#### [The data]
####################

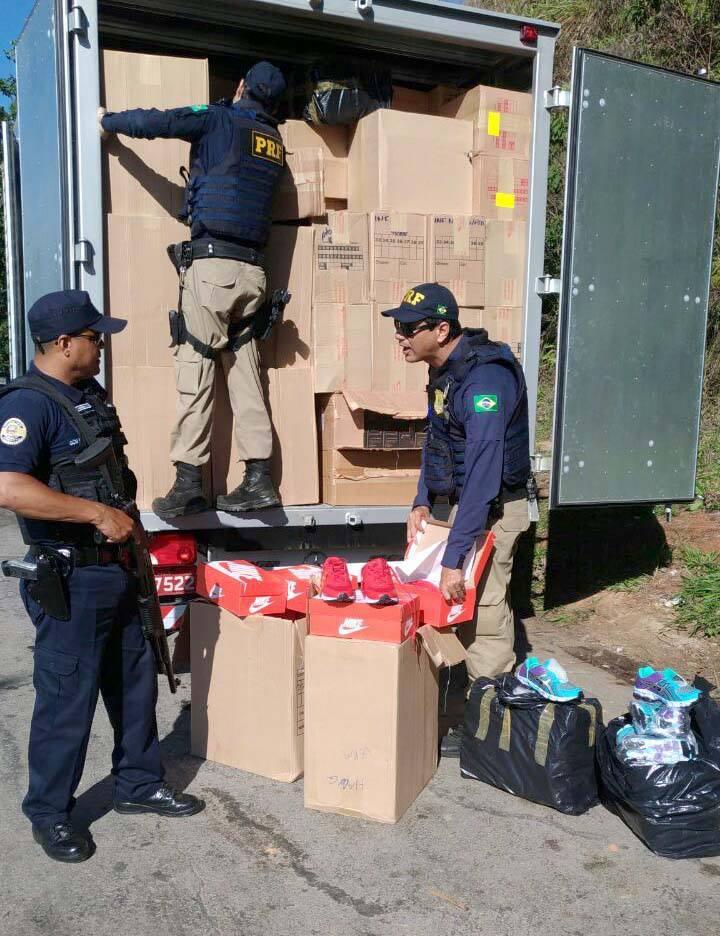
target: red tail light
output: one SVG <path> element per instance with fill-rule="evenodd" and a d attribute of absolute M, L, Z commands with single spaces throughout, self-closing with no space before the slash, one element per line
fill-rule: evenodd
<path fill-rule="evenodd" d="M 536 26 L 525 26 L 520 27 L 520 42 L 523 45 L 535 45 L 538 41 L 538 31 Z"/>
<path fill-rule="evenodd" d="M 156 568 L 191 566 L 197 562 L 197 544 L 192 533 L 155 533 L 150 555 Z"/>

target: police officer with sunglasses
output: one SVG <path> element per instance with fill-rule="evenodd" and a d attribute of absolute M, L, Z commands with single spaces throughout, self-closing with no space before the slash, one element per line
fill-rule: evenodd
<path fill-rule="evenodd" d="M 465 597 L 463 563 L 488 528 L 495 551 L 481 586 L 474 622 L 463 625 L 471 679 L 507 672 L 515 663 L 510 577 L 520 535 L 530 525 L 528 400 L 522 368 L 510 348 L 485 329 L 460 324 L 444 286 L 410 289 L 396 309 L 395 339 L 410 364 L 429 365 L 428 434 L 417 497 L 408 517 L 412 540 L 439 497 L 452 506 L 453 528 L 440 588 L 448 601 Z"/>

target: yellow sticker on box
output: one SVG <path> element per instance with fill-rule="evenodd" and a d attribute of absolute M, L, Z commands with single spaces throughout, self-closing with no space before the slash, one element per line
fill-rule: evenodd
<path fill-rule="evenodd" d="M 500 111 L 488 111 L 488 136 L 500 136 Z"/>
<path fill-rule="evenodd" d="M 515 196 L 512 192 L 496 192 L 495 193 L 495 207 L 496 208 L 514 208 L 515 207 Z"/>

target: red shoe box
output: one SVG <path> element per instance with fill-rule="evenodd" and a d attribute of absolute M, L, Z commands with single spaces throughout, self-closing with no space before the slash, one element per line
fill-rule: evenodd
<path fill-rule="evenodd" d="M 284 579 L 287 585 L 288 611 L 307 614 L 308 601 L 316 593 L 316 583 L 320 580 L 321 569 L 314 565 L 287 566 L 274 569 L 275 575 Z"/>
<path fill-rule="evenodd" d="M 286 579 L 251 562 L 226 559 L 199 562 L 197 592 L 238 617 L 276 616 L 288 607 Z"/>
<path fill-rule="evenodd" d="M 308 633 L 400 644 L 417 630 L 418 607 L 417 598 L 410 594 L 393 605 L 368 604 L 360 594 L 355 601 L 343 602 L 311 598 Z"/>

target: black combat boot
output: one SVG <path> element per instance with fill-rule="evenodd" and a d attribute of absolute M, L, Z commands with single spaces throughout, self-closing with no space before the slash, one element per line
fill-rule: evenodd
<path fill-rule="evenodd" d="M 202 468 L 176 462 L 175 472 L 175 484 L 165 497 L 155 498 L 152 502 L 153 512 L 161 520 L 172 520 L 210 510 L 202 490 Z"/>
<path fill-rule="evenodd" d="M 264 507 L 277 507 L 280 495 L 270 477 L 270 459 L 249 458 L 245 462 L 245 477 L 229 494 L 220 494 L 217 509 L 228 513 L 241 513 L 246 510 L 262 510 Z"/>

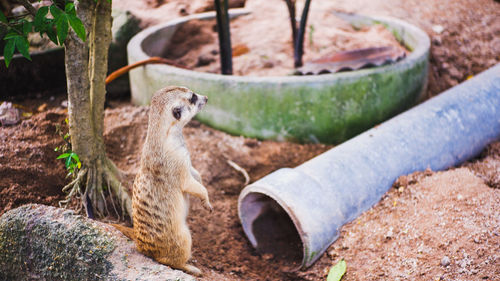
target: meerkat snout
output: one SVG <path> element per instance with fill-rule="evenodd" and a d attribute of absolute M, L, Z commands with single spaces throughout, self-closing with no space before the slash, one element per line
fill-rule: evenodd
<path fill-rule="evenodd" d="M 202 96 L 195 93 L 193 93 L 191 99 L 189 100 L 191 104 L 198 106 L 198 111 L 200 111 L 205 106 L 205 104 L 207 104 L 207 101 L 208 101 L 207 96 Z"/>

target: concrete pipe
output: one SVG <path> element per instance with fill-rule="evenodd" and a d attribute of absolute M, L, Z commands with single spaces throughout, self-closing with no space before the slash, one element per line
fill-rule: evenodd
<path fill-rule="evenodd" d="M 247 186 L 239 217 L 260 251 L 310 266 L 401 175 L 443 170 L 500 137 L 500 64 L 294 168 Z"/>

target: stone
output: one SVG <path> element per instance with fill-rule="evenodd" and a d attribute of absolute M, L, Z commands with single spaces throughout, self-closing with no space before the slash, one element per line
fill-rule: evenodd
<path fill-rule="evenodd" d="M 0 105 L 0 124 L 2 126 L 16 125 L 19 121 L 21 121 L 19 109 L 15 108 L 11 102 L 3 102 Z"/>
<path fill-rule="evenodd" d="M 442 25 L 436 24 L 432 26 L 432 31 L 437 34 L 441 34 L 444 31 L 444 27 Z"/>
<path fill-rule="evenodd" d="M 140 254 L 114 227 L 28 204 L 0 217 L 0 280 L 194 280 Z"/>
<path fill-rule="evenodd" d="M 441 259 L 441 266 L 448 266 L 450 265 L 450 258 L 448 256 L 444 256 Z"/>

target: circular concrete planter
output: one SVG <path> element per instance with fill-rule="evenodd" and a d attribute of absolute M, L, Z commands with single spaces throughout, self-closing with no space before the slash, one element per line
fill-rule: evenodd
<path fill-rule="evenodd" d="M 231 11 L 232 16 L 244 13 Z M 192 15 L 143 30 L 128 44 L 129 64 L 164 53 L 186 21 L 214 15 Z M 340 143 L 419 99 L 427 82 L 430 47 L 425 32 L 406 22 L 345 16 L 354 26 L 384 24 L 411 53 L 392 65 L 318 76 L 225 76 L 148 65 L 130 72 L 132 101 L 148 104 L 164 86 L 187 86 L 209 97 L 198 119 L 220 130 L 260 139 Z"/>

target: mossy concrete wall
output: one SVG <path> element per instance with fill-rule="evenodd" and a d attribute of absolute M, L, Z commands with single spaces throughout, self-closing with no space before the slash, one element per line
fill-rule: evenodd
<path fill-rule="evenodd" d="M 0 280 L 193 280 L 135 250 L 114 227 L 29 204 L 0 217 Z"/>

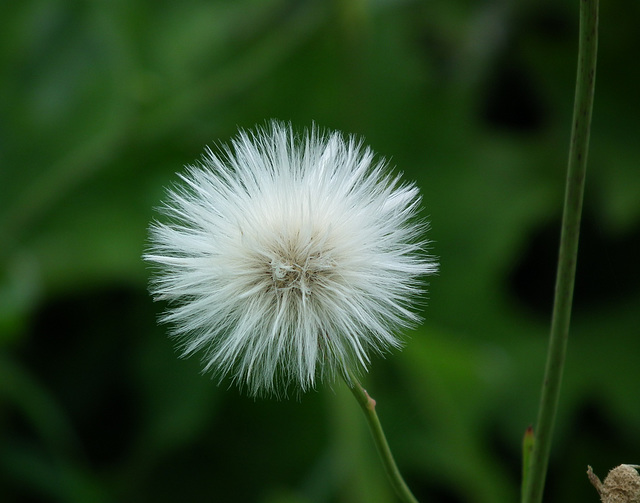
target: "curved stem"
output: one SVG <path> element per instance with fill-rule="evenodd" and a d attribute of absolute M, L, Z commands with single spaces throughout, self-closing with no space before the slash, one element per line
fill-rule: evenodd
<path fill-rule="evenodd" d="M 369 424 L 373 441 L 376 444 L 378 454 L 380 454 L 380 459 L 382 460 L 384 469 L 387 472 L 389 481 L 395 489 L 396 494 L 400 500 L 405 503 L 418 503 L 418 500 L 411 493 L 411 490 L 402 478 L 402 474 L 400 473 L 400 470 L 398 470 L 398 466 L 393 459 L 393 453 L 387 443 L 387 438 L 385 437 L 382 425 L 380 424 L 380 419 L 378 419 L 378 414 L 376 414 L 376 401 L 369 396 L 367 391 L 362 387 L 358 379 L 353 374 L 349 374 L 348 378 L 344 376 L 344 379 L 367 418 L 367 423 Z"/>
<path fill-rule="evenodd" d="M 542 501 L 551 450 L 551 437 L 560 396 L 562 371 L 569 338 L 580 217 L 584 194 L 598 47 L 598 0 L 580 0 L 580 40 L 573 126 L 562 215 L 551 334 L 540 398 L 531 466 L 524 483 L 523 503 Z"/>

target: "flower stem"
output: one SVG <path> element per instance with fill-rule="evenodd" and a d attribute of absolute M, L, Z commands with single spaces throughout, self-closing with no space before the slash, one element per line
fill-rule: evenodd
<path fill-rule="evenodd" d="M 562 232 L 556 277 L 551 334 L 542 396 L 535 428 L 531 466 L 524 481 L 523 503 L 542 501 L 551 450 L 551 437 L 560 396 L 571 304 L 578 255 L 580 217 L 584 194 L 587 153 L 598 48 L 598 0 L 580 0 L 580 40 L 576 77 L 573 125 L 562 215 Z"/>
<path fill-rule="evenodd" d="M 356 397 L 356 401 L 360 404 L 360 407 L 367 418 L 367 423 L 369 424 L 373 441 L 378 449 L 378 454 L 380 454 L 380 458 L 382 459 L 382 464 L 387 472 L 389 481 L 400 498 L 400 501 L 405 503 L 418 503 L 418 500 L 411 493 L 411 490 L 402 478 L 402 474 L 400 473 L 400 470 L 398 470 L 398 466 L 393 459 L 393 454 L 391 453 L 391 449 L 387 443 L 387 438 L 382 430 L 380 419 L 378 419 L 378 414 L 376 414 L 376 401 L 369 396 L 367 391 L 362 387 L 358 379 L 353 374 L 350 374 L 348 378 L 345 376 L 345 381 L 347 382 L 349 389 L 351 389 L 353 396 Z"/>

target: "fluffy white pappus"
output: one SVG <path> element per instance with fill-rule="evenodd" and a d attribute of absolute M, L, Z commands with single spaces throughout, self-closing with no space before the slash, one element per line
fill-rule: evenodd
<path fill-rule="evenodd" d="M 276 121 L 207 149 L 150 227 L 162 321 L 249 394 L 366 370 L 437 270 L 418 189 L 353 137 Z"/>

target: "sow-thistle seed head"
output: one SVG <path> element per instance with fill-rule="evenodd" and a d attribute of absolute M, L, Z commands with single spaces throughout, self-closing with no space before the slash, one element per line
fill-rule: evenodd
<path fill-rule="evenodd" d="M 420 196 L 353 137 L 272 122 L 179 175 L 150 227 L 151 291 L 183 355 L 251 395 L 365 370 L 437 269 Z"/>

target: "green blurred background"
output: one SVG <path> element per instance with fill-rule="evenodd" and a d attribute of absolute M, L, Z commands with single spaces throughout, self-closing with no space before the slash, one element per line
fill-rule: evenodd
<path fill-rule="evenodd" d="M 640 463 L 640 3 L 603 2 L 547 502 Z M 339 383 L 253 400 L 178 358 L 147 226 L 205 145 L 355 133 L 424 195 L 441 272 L 366 386 L 424 502 L 519 496 L 542 380 L 578 1 L 0 3 L 0 501 L 394 501 Z"/>

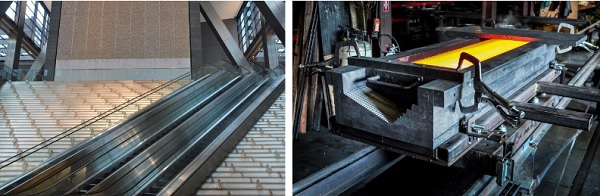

####################

#### [Exercise objective]
Lines containing "stem" in the records above: how many are there? Give only the number.

#### [Exercise solution]
2